[QUOTED PASSAGE]
# Dibrugarh University - Cost Accounting 1996

1. Define cost accounting. Discuss in details about the significance of cost accounting. (5+15)

2. Explain the following & give examples: - (5x4)
a)   Cost centre.
b)   Cost unit.
c)    ABC analysis.

3. What is unit costing? What are its features? State the names of six industries in which it is applicable. (5+12+3)

4. What do you mean by abnormal wastage & normal wastage? How are these treated in process costing? (8+12)

5. Write short notes on the following: -  (5x4)
a)   Tender price
d)   Cost sheet

6. a) How the amount of bonus is determined according to the Rowan Premium plan? (10)

b) An employee working under bonus scheme saves 10 hours in a job for which standard time is 50 hours. Calculate the rate per hour worked and wage payable for time taken under the following alternative schemes. (The award rate is Rs2)

Scheme-I: The employer receives an increase in the hourly rate based on the percentage that the time saved bears to the Time set.

Scheme-II: The bonus of 20% on award rate is payable when time (namely, 100% efficiency) is achieved plus a further
Bonus of 2% on award rate for each 1% in excess of that 100% efficiency. (5+5)

[RECORD EXCERPTS]

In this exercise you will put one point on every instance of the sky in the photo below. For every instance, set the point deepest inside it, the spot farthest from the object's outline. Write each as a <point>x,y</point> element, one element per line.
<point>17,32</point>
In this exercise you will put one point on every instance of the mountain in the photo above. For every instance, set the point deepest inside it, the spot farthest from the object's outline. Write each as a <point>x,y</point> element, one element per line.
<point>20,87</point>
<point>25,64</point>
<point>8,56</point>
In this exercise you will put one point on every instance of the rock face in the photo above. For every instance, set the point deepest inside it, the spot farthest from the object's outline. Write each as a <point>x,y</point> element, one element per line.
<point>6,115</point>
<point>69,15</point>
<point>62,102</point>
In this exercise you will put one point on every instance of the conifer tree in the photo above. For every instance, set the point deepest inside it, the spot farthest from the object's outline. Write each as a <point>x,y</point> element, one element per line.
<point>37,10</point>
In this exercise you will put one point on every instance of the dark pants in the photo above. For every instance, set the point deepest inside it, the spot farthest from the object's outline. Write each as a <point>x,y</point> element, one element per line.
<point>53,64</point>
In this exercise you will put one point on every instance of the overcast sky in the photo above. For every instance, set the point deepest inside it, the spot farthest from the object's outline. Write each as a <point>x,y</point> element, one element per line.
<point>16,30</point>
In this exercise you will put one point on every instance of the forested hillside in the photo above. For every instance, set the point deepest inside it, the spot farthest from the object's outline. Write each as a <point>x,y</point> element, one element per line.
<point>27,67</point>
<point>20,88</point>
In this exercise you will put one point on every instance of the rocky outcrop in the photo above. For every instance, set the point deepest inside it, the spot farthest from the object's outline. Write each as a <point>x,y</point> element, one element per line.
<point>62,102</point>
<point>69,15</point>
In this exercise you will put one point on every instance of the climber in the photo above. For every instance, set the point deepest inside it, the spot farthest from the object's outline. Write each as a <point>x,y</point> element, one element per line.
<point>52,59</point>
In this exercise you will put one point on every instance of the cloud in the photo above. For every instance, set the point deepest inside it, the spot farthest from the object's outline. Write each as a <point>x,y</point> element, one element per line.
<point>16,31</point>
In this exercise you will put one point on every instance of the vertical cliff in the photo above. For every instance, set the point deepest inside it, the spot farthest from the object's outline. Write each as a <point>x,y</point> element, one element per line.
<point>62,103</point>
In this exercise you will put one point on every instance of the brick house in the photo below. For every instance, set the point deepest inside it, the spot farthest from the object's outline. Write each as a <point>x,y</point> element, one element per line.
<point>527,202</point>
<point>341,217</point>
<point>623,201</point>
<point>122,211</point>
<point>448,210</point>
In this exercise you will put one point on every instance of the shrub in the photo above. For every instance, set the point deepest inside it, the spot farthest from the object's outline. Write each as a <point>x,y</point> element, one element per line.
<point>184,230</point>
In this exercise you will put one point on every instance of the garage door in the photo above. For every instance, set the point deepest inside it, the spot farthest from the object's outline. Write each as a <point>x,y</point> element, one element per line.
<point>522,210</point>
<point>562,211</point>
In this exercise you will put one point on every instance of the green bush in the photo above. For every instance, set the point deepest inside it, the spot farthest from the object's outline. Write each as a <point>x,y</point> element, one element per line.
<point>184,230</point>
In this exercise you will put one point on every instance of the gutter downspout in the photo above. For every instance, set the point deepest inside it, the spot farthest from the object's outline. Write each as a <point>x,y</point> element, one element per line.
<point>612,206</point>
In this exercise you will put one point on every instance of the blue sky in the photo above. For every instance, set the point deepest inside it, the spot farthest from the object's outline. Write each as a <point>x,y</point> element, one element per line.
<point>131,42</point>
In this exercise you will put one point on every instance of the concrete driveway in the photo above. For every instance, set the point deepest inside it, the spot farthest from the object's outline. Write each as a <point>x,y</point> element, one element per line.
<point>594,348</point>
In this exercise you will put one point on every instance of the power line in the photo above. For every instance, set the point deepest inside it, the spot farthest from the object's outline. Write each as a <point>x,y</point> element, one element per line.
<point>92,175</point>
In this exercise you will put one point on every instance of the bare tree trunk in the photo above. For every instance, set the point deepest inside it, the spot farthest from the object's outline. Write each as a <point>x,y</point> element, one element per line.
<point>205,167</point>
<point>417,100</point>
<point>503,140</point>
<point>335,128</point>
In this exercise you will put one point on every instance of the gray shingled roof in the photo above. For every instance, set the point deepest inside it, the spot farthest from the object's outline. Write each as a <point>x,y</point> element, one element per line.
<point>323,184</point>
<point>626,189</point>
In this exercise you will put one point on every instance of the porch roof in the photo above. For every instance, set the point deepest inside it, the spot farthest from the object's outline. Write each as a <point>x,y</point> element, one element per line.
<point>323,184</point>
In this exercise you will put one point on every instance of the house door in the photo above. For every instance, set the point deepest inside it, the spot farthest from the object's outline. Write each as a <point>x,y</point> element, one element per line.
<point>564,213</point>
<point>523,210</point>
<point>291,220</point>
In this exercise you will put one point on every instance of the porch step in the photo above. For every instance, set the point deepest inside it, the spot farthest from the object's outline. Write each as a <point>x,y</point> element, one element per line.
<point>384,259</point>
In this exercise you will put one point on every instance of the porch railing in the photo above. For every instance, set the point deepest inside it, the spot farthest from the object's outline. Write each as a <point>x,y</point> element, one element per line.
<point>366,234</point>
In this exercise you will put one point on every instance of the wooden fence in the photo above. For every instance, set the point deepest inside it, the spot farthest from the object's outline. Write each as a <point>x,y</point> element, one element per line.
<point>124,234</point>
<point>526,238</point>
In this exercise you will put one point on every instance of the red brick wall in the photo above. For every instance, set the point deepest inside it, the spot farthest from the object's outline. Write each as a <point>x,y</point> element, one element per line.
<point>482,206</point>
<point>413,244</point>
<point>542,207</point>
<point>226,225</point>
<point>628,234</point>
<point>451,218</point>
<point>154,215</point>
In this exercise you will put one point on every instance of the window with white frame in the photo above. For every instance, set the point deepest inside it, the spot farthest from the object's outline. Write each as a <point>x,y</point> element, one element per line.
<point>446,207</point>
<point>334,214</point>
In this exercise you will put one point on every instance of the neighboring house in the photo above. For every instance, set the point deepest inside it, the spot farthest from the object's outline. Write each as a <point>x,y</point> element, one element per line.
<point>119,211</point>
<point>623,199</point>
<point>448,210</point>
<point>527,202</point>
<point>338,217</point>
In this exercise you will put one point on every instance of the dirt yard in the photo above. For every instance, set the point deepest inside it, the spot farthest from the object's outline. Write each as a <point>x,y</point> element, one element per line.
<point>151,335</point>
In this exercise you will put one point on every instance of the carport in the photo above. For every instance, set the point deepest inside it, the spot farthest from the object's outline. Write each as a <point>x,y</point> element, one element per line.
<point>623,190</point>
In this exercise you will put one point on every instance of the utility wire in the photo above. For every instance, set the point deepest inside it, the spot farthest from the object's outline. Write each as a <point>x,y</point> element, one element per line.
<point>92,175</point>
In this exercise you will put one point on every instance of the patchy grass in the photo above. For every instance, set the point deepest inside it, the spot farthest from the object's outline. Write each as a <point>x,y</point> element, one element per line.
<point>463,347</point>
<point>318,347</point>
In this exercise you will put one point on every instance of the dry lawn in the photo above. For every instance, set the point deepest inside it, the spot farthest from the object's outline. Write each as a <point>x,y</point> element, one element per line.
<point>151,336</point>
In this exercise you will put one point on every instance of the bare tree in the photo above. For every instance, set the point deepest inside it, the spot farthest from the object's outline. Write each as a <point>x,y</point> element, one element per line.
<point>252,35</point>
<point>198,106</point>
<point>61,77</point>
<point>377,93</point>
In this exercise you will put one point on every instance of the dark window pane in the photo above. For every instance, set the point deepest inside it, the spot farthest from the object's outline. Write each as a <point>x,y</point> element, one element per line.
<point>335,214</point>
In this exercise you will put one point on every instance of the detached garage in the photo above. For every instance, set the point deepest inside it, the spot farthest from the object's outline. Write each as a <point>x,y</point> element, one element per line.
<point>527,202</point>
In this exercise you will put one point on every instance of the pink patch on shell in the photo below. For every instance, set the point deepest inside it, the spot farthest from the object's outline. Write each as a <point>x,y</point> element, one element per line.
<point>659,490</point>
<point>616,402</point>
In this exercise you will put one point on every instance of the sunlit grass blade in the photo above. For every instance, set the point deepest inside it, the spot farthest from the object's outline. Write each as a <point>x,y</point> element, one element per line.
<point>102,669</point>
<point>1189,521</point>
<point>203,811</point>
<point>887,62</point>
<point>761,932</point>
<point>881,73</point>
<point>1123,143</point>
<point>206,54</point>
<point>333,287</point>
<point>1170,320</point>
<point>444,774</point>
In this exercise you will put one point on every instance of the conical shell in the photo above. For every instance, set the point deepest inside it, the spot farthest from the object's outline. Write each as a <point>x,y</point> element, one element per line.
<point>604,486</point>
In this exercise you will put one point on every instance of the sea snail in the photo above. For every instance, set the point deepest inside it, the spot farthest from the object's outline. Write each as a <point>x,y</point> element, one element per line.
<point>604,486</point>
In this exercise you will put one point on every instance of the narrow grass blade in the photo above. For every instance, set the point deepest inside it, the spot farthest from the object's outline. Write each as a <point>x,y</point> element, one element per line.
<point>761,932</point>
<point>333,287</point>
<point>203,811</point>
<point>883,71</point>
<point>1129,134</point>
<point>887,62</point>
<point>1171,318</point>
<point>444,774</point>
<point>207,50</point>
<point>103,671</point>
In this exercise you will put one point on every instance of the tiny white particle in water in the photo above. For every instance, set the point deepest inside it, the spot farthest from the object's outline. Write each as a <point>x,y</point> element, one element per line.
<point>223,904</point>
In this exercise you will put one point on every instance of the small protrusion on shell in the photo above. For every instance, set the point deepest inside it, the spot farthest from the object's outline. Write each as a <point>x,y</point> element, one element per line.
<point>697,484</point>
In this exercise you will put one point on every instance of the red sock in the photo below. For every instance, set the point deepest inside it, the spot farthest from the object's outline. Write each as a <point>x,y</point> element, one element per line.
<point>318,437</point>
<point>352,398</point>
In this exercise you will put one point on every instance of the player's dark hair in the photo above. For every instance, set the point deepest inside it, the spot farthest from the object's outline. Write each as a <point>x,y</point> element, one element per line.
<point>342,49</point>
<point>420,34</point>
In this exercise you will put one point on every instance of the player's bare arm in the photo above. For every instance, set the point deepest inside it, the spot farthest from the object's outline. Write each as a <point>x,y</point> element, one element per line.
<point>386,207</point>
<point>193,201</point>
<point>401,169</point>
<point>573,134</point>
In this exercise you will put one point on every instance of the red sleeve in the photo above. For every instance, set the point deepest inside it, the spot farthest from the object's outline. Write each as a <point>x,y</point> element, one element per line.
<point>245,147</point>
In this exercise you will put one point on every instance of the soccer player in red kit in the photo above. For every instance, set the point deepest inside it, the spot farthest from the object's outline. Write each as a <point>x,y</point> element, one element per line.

[WHAT TO WORK ON]
1. Answer these from the exam paper:
(a) What standard time is given for the job in question 6(b)?
(b) How many industries does question 3 ask the candidate to name?
(c) What award rate does question 6(b) state?
2. List every term that question 2 of the exam paper asks to be explained with examples.
3. Copy out everything in the exam paper from "a)   Tender price" down to "rate is Rs2)".

[EXERCISE ANSWERS]
1.
(a) 50 hours
(b) Six
(c) Rs2

2. Cost centre; Cost unit; ABC analysis

3.
a)   Tender price
d)   Cost sheet

6. a) How the amount of bonus is determined according to the Rowan Premium plan? (10)

b) An employee working under bonus scheme saves 10 hours in a job for which standard time is 50 hours. Calculate the rate per hour worked and wage payable for time taken under the following alternative schemes. (The award rate is Rs2)